# [WHAT YOU HAVE TO DO]
Please return the listing exactly as it stands, skipping any pictures.

# [RECORDS SUPPLIED]
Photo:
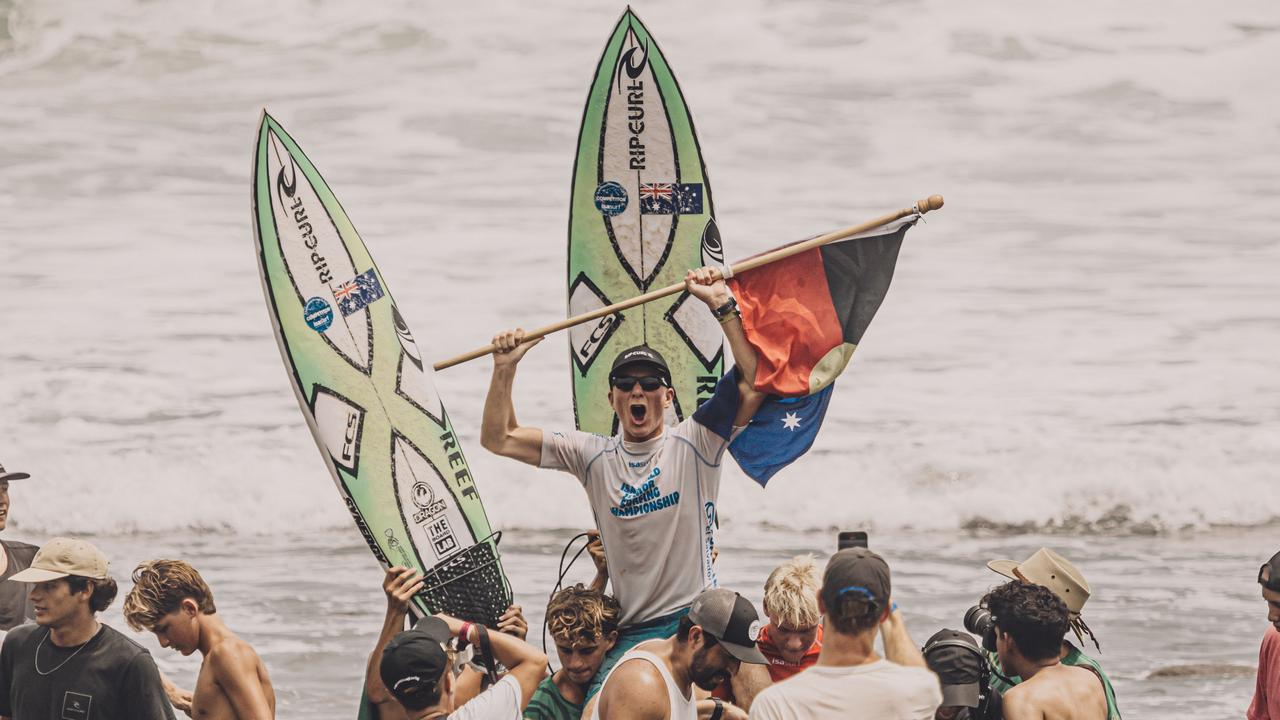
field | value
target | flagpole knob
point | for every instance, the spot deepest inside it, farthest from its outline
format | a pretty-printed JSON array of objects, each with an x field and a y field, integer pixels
[{"x": 931, "y": 203}]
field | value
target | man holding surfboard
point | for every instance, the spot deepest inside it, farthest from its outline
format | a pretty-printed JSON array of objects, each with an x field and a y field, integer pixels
[{"x": 652, "y": 490}]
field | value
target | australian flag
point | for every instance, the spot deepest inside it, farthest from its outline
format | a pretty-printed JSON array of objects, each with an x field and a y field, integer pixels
[
  {"x": 671, "y": 199},
  {"x": 359, "y": 292},
  {"x": 780, "y": 432}
]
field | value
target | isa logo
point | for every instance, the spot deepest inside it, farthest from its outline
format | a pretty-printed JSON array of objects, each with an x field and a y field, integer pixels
[
  {"x": 318, "y": 314},
  {"x": 611, "y": 199}
]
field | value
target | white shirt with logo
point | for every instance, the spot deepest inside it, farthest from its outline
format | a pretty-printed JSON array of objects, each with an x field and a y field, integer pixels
[{"x": 654, "y": 504}]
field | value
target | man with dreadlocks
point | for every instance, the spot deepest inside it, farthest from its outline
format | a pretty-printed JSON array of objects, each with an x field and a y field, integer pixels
[{"x": 1056, "y": 573}]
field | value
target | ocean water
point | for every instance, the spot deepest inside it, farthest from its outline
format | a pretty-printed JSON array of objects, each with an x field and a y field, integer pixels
[{"x": 1078, "y": 350}]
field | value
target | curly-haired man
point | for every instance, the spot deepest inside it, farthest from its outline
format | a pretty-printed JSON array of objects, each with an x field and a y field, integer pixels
[
  {"x": 584, "y": 625},
  {"x": 1029, "y": 623}
]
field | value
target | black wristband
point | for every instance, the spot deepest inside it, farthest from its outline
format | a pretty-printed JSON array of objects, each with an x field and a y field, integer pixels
[{"x": 723, "y": 310}]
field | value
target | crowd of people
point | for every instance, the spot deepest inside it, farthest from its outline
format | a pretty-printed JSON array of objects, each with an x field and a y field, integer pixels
[{"x": 652, "y": 637}]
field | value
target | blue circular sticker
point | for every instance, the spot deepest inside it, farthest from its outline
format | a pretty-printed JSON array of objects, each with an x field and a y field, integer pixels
[
  {"x": 611, "y": 197},
  {"x": 318, "y": 314}
]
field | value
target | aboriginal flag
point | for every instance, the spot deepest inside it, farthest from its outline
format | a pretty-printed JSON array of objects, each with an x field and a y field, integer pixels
[{"x": 805, "y": 314}]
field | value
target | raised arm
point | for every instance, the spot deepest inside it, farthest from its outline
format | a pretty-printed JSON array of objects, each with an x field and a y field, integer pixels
[
  {"x": 400, "y": 584},
  {"x": 595, "y": 548},
  {"x": 897, "y": 643},
  {"x": 499, "y": 432},
  {"x": 524, "y": 662},
  {"x": 708, "y": 286}
]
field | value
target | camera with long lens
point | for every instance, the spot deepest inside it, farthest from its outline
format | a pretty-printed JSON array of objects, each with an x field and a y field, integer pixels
[
  {"x": 979, "y": 621},
  {"x": 964, "y": 673}
]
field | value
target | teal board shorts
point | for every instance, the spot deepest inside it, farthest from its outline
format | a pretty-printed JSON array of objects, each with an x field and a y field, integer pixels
[{"x": 631, "y": 636}]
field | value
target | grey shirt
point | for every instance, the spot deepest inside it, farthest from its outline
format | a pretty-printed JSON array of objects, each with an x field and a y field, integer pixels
[{"x": 654, "y": 504}]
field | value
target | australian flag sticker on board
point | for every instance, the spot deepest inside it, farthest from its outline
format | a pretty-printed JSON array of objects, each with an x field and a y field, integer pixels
[
  {"x": 359, "y": 292},
  {"x": 671, "y": 199}
]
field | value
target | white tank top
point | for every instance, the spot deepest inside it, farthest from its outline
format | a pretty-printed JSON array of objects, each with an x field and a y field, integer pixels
[{"x": 681, "y": 707}]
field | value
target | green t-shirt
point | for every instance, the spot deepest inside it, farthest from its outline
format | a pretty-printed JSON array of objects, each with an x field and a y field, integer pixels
[
  {"x": 1073, "y": 657},
  {"x": 548, "y": 703}
]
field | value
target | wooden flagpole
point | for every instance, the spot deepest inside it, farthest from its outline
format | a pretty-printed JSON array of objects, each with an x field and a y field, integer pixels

# [OUTPUT FOR THIS TASK]
Photo:
field | value
target | flagpole knob
point | for every instance, the spot deepest inside it, farthest from its outline
format | a pretty-printed JSON array of objects, each with an x field and a y field, integer pixels
[{"x": 931, "y": 203}]
field | value
target | man holding surfboard
point | for every instance, the spot deepest inside it, farthest from its outline
format | a pretty-printed JSON array of objects, each with an x field and a y field, integer pixels
[{"x": 652, "y": 490}]
field | value
target | australian flag
point | for every instance, the spot deepest inside it, farthest from its outline
format | a pretty-printed JSON array of objects, each with an x field and a y field, integer pixels
[
  {"x": 671, "y": 199},
  {"x": 359, "y": 292},
  {"x": 780, "y": 432}
]
field | value
target | isa logo
point | for every instance, the spot deepest inside it, farthest from its outline
format | a pretty-printed JSON array of objects, each with an x field and a y field, integer pixels
[
  {"x": 318, "y": 314},
  {"x": 611, "y": 199}
]
field | value
target | white shirt with logo
point | for every instance, the spot deepest inside it, farthest from its outline
format | a pretty-printed JSON array of objects, each with an x field and a y field, integer pixels
[{"x": 654, "y": 504}]
field | value
target | man with dreadlocks
point | for every instance, the spot deepest inside it, farthest from its outline
format | a pretty-printed JSON array of objects, each with an x field and a y field, integer pixels
[{"x": 1056, "y": 573}]
field | value
target | ocean water
point | for every instance, the spot deepest inside it, farthest from its outline
format | a pretty-printed JSON array of objects, each with an x field and a y field, integer pixels
[{"x": 1078, "y": 350}]
field | value
target | curly-haired man
point | for every instance, the spot deepest inside it, farthest from its outline
format | a pretty-printed JSON array of objects, each with an x field and a y field, integer pixels
[
  {"x": 584, "y": 625},
  {"x": 1029, "y": 623}
]
field | value
target | black wristband
point | for every instance, the spot deepest inside it, farthest from its outline
format | a pretty-printed JSON array of objects, each with an x field and a y field, integer pixels
[{"x": 723, "y": 310}]
field | value
target | crowd of people
point | for every instance, the spot deepest inside it, farthest from its outline
format | a pretty-printed JSON array of objects, each with an x field and a y field, integer pixels
[{"x": 652, "y": 637}]
field | value
target | blue circular sticker
point | for every instance, the spot deepest inside it, farthest from its outline
format | a pretty-printed JSON array of objects, each with an x field and a y field, integer pixels
[
  {"x": 611, "y": 197},
  {"x": 318, "y": 314}
]
field | value
target | aboriginal flag
point | for every instance, the spot deepest inside it, farthest from its outline
format | a pretty-printed JSON array of objects, each with an x field and a y field, integer pixels
[{"x": 805, "y": 314}]
field | value
target | raised arm
point | for every instance, the spot deepest inside it, farthest from its outline
format | a pretty-printed JSON array of objects, each with an x field and a y field, integer pixels
[
  {"x": 400, "y": 584},
  {"x": 595, "y": 548},
  {"x": 897, "y": 643},
  {"x": 499, "y": 432},
  {"x": 524, "y": 662},
  {"x": 708, "y": 286}
]
field | value
target | camera with long lens
point | for every instance, the spot deepest inside it, farthest from its outline
format | a pretty-printed JSON array of objects, each with an x field and a y field, integer pixels
[
  {"x": 979, "y": 621},
  {"x": 964, "y": 673}
]
field | value
target | teal board shorts
point | for every instance, the spot deepest inside it, farthest from its outline
format | a pretty-printed JSON array of objects, each with an x field and a y field, integer pixels
[{"x": 631, "y": 636}]
field | value
target | grey shirt
point | for every instance, the spot deepest inside it, farthest from its outline
format | a pretty-printed JSON array of objects, each with an x field and a y field, integer pixels
[{"x": 654, "y": 504}]
field | value
target | australian flag sticker on board
point | for every instance, the spot deepest inside it, farthest from its outline
format | a pretty-printed JSON array of objects, each with an x field and a y field, integer pixels
[
  {"x": 359, "y": 292},
  {"x": 671, "y": 199}
]
field | value
target | white tank top
point | for every instance, the spot deepest inside it, farthest from its outline
format | a pretty-printed JSON array of objects, each with an x field and a y field, integer pixels
[{"x": 681, "y": 707}]
field | value
target | green t-shirt
point | for every instance, the spot deepest inside it, farthest from its outline
format | a pretty-printed JSON array of objects, each with an x field and a y field, integer pixels
[
  {"x": 1073, "y": 657},
  {"x": 548, "y": 703}
]
field | value
target | wooden flagpole
point | for every instance, the spot deepest inside it, farthest from its outline
format | a pretty-printed JSON array of objects, each with an x field and a y field, integer pixels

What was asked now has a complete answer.